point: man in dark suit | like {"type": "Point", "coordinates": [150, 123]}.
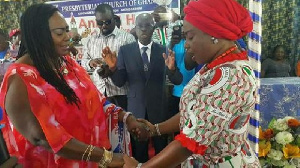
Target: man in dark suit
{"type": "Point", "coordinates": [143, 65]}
----------------
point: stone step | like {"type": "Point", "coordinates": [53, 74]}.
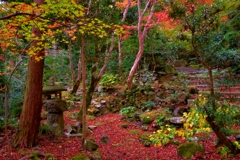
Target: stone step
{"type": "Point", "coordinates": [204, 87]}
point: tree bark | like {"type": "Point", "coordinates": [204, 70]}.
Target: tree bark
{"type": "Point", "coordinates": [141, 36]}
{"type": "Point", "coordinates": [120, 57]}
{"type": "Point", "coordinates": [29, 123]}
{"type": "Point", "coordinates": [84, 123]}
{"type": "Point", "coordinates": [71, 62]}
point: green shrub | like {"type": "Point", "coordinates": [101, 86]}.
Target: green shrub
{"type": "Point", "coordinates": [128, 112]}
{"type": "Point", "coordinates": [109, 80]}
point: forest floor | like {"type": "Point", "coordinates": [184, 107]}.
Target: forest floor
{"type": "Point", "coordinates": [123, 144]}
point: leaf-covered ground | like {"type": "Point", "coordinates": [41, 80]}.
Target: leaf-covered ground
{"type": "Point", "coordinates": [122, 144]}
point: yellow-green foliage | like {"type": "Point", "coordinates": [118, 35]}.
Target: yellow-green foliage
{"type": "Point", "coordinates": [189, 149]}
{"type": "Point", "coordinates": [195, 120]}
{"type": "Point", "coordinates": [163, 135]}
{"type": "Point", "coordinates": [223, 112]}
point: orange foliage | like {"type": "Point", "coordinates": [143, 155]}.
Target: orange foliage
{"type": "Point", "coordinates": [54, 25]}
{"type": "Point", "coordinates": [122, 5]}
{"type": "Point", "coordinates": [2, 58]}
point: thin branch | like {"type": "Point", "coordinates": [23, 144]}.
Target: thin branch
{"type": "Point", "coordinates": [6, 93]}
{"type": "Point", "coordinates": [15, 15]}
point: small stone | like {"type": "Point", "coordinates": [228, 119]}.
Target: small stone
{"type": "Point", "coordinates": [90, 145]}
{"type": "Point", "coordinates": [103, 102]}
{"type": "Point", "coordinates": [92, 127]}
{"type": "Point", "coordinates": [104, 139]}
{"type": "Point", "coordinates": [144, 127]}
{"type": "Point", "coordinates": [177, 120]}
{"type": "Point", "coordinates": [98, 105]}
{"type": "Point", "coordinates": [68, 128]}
----------------
_Exercise instructions_
Could you gather every line of the items above that contains the word "forest", treating uppercase and lowercase as different?

_Response below_
point: forest floor | like {"type": "Point", "coordinates": [184, 107]}.
Target: forest floor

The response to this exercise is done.